*EXTRACTED DATA*.

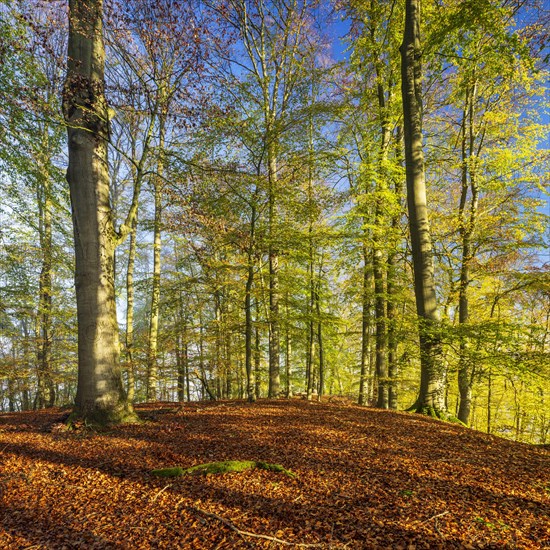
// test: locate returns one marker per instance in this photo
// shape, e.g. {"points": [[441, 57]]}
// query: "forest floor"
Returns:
{"points": [[366, 478]]}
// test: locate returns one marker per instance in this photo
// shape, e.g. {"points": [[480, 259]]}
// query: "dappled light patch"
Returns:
{"points": [[366, 478]]}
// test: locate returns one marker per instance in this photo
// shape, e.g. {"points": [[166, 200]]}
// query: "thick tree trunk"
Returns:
{"points": [[100, 396], [431, 398]]}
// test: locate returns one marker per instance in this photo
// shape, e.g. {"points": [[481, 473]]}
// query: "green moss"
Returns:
{"points": [[224, 467], [439, 414], [168, 472]]}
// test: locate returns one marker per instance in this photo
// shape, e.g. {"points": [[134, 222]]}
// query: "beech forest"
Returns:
{"points": [[213, 200]]}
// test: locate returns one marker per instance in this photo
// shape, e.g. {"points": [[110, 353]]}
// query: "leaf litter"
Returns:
{"points": [[365, 478]]}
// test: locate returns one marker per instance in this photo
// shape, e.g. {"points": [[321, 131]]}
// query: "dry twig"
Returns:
{"points": [[235, 529]]}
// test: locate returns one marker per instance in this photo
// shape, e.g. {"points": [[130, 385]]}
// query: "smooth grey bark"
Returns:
{"points": [[46, 393], [100, 396], [468, 220], [392, 284], [431, 397], [273, 252], [130, 290], [364, 391], [250, 378]]}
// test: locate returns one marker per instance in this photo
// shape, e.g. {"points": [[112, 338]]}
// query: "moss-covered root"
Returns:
{"points": [[224, 467]]}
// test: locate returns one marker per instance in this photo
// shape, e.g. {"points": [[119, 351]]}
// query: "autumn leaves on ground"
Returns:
{"points": [[366, 478]]}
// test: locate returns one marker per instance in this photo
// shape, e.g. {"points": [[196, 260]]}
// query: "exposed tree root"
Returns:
{"points": [[242, 533], [224, 467]]}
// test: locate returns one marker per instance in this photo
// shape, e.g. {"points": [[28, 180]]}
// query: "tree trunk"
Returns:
{"points": [[274, 337], [467, 227], [365, 330], [431, 398], [100, 396], [130, 364], [44, 352], [152, 349]]}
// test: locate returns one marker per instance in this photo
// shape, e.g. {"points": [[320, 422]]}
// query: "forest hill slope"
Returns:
{"points": [[366, 479]]}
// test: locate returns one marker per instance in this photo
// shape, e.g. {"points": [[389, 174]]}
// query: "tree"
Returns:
{"points": [[431, 397], [100, 396]]}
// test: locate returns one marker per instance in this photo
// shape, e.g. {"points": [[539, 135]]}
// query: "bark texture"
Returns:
{"points": [[431, 398], [100, 395]]}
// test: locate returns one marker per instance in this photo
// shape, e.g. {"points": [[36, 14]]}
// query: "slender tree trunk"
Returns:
{"points": [[152, 350], [321, 347], [100, 396], [44, 352], [467, 227], [274, 337], [365, 329], [257, 351], [288, 357], [248, 351], [130, 364], [378, 265], [392, 284], [431, 398]]}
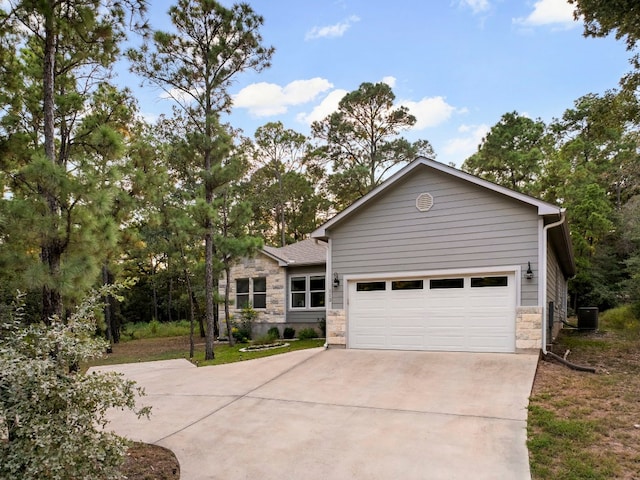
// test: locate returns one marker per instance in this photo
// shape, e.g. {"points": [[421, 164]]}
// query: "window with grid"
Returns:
{"points": [[316, 291], [242, 293], [260, 292], [298, 292]]}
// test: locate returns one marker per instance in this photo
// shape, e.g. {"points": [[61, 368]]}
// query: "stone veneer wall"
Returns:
{"points": [[337, 328], [260, 266], [528, 328]]}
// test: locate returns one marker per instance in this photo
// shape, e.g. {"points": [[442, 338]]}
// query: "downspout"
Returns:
{"points": [[328, 285], [543, 276]]}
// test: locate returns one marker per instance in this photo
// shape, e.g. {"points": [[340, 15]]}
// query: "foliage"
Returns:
{"points": [[274, 333], [619, 318], [195, 64], [361, 141], [146, 350], [54, 416], [307, 333], [63, 131], [284, 189], [511, 154]]}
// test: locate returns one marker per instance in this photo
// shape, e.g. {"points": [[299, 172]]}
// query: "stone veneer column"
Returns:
{"points": [[336, 328], [528, 328]]}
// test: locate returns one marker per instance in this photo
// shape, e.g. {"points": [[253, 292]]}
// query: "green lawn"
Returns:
{"points": [[583, 425], [167, 348]]}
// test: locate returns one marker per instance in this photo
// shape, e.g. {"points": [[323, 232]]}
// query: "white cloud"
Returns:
{"points": [[178, 95], [266, 99], [549, 12], [467, 143], [389, 80], [328, 105], [477, 6], [429, 112], [332, 31]]}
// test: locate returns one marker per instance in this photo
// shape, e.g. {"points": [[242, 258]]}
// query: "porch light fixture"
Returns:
{"points": [[529, 274]]}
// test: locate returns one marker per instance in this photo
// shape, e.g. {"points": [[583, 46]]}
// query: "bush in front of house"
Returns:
{"points": [[307, 334], [289, 333]]}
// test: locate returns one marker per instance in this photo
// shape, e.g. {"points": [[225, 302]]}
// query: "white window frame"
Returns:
{"points": [[254, 292], [307, 291]]}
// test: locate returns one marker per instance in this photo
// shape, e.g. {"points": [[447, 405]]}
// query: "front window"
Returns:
{"points": [[298, 292], [316, 291], [260, 292], [242, 293], [307, 291]]}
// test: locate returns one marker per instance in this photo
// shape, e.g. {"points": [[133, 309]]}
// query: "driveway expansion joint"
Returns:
{"points": [[387, 409]]}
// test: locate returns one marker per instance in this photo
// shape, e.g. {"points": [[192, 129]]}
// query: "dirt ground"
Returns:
{"points": [[150, 462], [596, 416]]}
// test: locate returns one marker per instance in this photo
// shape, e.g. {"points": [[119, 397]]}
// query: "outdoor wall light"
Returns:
{"points": [[529, 274]]}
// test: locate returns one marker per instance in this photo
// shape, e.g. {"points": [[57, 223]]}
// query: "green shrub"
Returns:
{"points": [[53, 417], [307, 334], [274, 333], [264, 340]]}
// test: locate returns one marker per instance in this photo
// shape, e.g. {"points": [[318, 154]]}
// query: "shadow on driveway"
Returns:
{"points": [[339, 414]]}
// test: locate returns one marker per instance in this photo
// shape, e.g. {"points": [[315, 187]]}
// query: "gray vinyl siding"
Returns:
{"points": [[556, 286], [306, 315], [467, 227]]}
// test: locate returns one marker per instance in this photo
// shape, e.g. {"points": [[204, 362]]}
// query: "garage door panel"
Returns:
{"points": [[406, 341], [453, 316]]}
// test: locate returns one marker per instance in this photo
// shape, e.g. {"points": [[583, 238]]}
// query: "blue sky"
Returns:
{"points": [[458, 65]]}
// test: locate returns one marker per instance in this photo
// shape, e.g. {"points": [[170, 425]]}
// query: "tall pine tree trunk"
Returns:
{"points": [[51, 246], [227, 292], [208, 251]]}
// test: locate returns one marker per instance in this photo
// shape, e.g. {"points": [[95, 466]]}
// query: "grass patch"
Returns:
{"points": [[154, 329], [583, 425], [151, 349]]}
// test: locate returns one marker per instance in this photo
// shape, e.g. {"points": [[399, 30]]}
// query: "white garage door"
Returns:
{"points": [[474, 313]]}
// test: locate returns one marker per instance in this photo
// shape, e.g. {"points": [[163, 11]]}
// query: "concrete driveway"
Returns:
{"points": [[340, 414]]}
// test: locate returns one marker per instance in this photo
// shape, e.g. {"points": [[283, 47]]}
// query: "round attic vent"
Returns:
{"points": [[424, 202]]}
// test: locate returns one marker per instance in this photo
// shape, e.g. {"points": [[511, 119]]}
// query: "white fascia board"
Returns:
{"points": [[281, 262]]}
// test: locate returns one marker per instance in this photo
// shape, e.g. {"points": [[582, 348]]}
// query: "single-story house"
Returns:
{"points": [[438, 259], [286, 286]]}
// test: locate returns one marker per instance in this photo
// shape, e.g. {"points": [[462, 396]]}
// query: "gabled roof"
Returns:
{"points": [[544, 208], [547, 211], [305, 252]]}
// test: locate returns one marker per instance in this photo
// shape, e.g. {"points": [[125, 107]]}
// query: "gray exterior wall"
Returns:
{"points": [[467, 227], [556, 290]]}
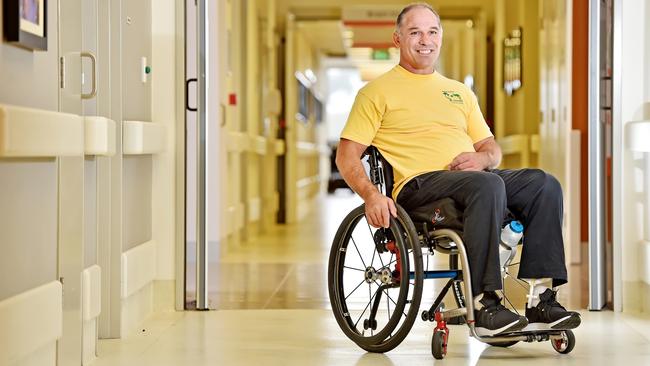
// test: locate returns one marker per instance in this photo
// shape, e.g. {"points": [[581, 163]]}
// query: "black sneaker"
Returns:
{"points": [[549, 314], [495, 319]]}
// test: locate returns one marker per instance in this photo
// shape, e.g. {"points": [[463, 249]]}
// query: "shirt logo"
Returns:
{"points": [[453, 96]]}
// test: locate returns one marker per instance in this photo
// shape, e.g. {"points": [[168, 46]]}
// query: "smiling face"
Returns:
{"points": [[419, 38]]}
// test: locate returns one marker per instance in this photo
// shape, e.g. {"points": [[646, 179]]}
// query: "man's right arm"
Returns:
{"points": [[348, 160]]}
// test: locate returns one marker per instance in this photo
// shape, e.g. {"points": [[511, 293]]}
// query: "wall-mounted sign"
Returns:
{"points": [[512, 64]]}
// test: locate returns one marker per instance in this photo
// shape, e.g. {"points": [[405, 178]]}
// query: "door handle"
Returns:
{"points": [[93, 91], [187, 94]]}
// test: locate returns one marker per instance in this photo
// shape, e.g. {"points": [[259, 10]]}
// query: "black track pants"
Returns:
{"points": [[533, 196]]}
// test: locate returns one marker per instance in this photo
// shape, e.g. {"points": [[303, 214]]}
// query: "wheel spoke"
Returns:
{"points": [[355, 269], [387, 304], [358, 252], [391, 299], [366, 308]]}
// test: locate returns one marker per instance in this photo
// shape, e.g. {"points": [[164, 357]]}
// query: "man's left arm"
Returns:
{"points": [[487, 156]]}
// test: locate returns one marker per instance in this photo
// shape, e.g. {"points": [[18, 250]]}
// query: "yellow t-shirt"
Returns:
{"points": [[419, 123]]}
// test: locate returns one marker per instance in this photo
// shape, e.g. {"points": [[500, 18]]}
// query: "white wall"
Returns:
{"points": [[164, 112], [632, 103]]}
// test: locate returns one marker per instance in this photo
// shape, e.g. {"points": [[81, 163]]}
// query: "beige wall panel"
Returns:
{"points": [[90, 212], [28, 230], [136, 38], [137, 200]]}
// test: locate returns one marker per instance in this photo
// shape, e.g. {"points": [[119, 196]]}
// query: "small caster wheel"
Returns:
{"points": [[564, 344], [439, 344], [368, 324]]}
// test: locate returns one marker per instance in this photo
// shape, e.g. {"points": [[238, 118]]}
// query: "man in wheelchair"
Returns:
{"points": [[431, 131]]}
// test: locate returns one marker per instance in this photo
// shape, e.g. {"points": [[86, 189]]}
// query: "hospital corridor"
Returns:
{"points": [[174, 188]]}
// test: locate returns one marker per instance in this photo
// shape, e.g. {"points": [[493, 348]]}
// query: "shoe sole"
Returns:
{"points": [[568, 322], [512, 327]]}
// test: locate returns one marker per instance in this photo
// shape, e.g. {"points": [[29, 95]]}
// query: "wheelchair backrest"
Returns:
{"points": [[381, 172]]}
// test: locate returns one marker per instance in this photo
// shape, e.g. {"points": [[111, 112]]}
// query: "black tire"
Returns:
{"points": [[438, 346], [401, 302], [566, 343]]}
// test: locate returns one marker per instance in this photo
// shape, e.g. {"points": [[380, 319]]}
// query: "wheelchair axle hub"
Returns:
{"points": [[384, 275]]}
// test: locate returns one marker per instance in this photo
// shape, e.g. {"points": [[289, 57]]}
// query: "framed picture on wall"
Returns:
{"points": [[25, 23]]}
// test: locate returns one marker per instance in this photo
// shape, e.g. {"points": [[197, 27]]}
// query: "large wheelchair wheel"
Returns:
{"points": [[375, 280]]}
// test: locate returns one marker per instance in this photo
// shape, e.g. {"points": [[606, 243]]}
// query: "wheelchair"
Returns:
{"points": [[375, 279]]}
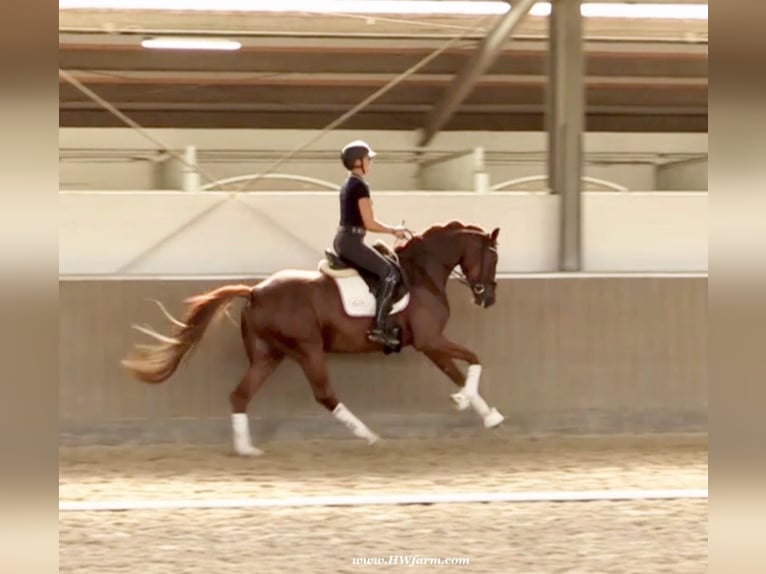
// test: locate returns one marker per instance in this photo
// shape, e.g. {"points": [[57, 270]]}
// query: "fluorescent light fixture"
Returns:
{"points": [[632, 11], [444, 7], [190, 44]]}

*WHAT THE EXERCISE ASKS*.
Select every line in the rows above that contains the word "bark" and copy those lines.

*TASK OUTPUT*.
// query: "smooth grey bark"
// query: "bark texture"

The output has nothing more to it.